## SUPPLIED PASSAGE
- - - - -

Victor Vogelpoel

Excellence is in the details

PowerShell: Measure-ScriptCode (calculating script code metrics)

Leave a comment


In my current project for a client, me and my team are building an hefty framework in PowerShell 3. I was wondering how many lines of code and other metrics the framework script code would span. I asked Dutch PowerShell MVP Jeff Wouters (http://jeffwouters.nl) if he knew a tool for calculating PowerShell code metrics, but he didn’t know any. Well, I spent a little time in my Christmas holiday to come up with a tool of my own: Measure-ScriptCode. It was surprisingly easy to calculate metrics.

The Metrics

First of all, these are the things I would like Measure-ScriptCode to calculate:

  • Number of Lines of Code,
  • Number of Comments, while multi-line comments are counted as one,
  • Number of Functions, filters and workflow functions
  • Number of files, module and manifest files
  • Total number of Lines, words and characters.

For your curiosity, these are the metrics of our project framework:

Files                : 189
Modules              : 8
Manifests            : 8
CodeLines            : 11704
Comments             : 3823
Functions            : 262
Workflows            : 8
Filters              : 1
Characters           : 559350
Lines                : 18773
Words                : 67540

As an expample, script file “Write-HelloWorld.ps1” has the following metrics: (only) 7 lines of code, 8 comments (multi-line comments block counted as one comment), 1 function and a total of 36 lines.

# Write-HelloWorld.ps1
# Sample file for calculating PowerShell script code metrics
# Jan 2014
# If this works, Victor Vogelpoel <victor.vogelpoel@macaw.nl> wrote this.
# If it doesn't, I don't know who wrote this.

Set-PSDebug -Strict
Set-StrictMode -Version Latest

function Write-HelloWorld
{
  # Just write it to the host!    # This line has no code, just comment
  Write-Host "Hello World!"       # A line of comment on a codeline
  Write-Verbose "Hello World!"

- - - - -

## SUPPLIED INFORMATION
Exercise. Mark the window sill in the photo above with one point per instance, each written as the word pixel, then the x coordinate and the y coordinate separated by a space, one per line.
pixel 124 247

- - - - -

## GOAL
From the Measure-ScriptCode post, set down word for word the passage that begins at the words "Files                : 189" and stops after "of 36 lines.".

## WRITTEN RESPONSE
Files                : 189
Modules              : 8
Manifests            : 8
CodeLines            : 11704
Comments             : 3823
Functions            : 262
Workflows            : 8
Filters              : 1
Characters           : 559350
Lines                : 18773
Words                : 67540

As an expample, script file “Write-HelloWorld.ps1” has the following metrics: (only) 7 lines of code, 8 comments (multi-line comments block counted as one comment), 1 function and a total of 36 lines.